* **Task statement**
Your response should contain each line of the data that includes "character".

* **The data**
────────────────

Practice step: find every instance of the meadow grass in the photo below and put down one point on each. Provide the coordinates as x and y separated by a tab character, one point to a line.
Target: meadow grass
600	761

────────────────

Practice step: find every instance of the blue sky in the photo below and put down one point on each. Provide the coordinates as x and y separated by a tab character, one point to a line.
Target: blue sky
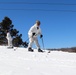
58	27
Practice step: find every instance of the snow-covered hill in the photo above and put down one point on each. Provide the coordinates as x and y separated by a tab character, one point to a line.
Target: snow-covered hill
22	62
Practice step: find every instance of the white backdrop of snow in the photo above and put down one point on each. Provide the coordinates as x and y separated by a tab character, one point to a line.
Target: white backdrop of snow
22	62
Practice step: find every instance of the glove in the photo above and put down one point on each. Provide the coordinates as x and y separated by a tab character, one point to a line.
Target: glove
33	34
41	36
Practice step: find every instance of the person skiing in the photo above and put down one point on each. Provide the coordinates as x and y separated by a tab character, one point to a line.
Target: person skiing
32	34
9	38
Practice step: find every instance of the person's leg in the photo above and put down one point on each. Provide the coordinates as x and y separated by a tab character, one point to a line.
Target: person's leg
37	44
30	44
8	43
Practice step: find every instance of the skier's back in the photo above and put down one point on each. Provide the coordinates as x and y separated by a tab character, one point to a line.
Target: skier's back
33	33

────────────────

* **Task response**
Practice step: find every instance of the meadow grass in the photo below and put down one point on each. Provide the coordinates as x and y separated by a tab character, one point to a line.
Practice step: find every instance of the blue sky in the photo below and put down one point on each. Provide the coordinates as x and y separated by a tab character, one point to a line.
Practice step: find every instance of the snow-covered hill in the photo above and put down one point on each. Provide the coordinates as x and y separated by a tab character, one point to a line.
Practice step: find every instance of the white backdrop of snow in the photo above and put down one point on each. Provide the coordinates as x and y separated by a tab character, one point to a line.
Practice step: find every instance of the glove in the photo above and put down one point on each. Provide the coordinates as x and y separated by a tab character, one point to a line.
Practice step: find every instance of the person skiing in the photo above and put down one point on each. Provide the coordinates as x and y separated by a tab character, one point to a line.
Practice step: find every instance of the person's leg in the photo above and put down one point on each. Provide the coordinates as x and y separated by a tab character, one point to a line.
Practice step: find every instance of the skier's back in the photo above and put down one point on each. Provide the coordinates as x and y separated by a tab character, one point to a line.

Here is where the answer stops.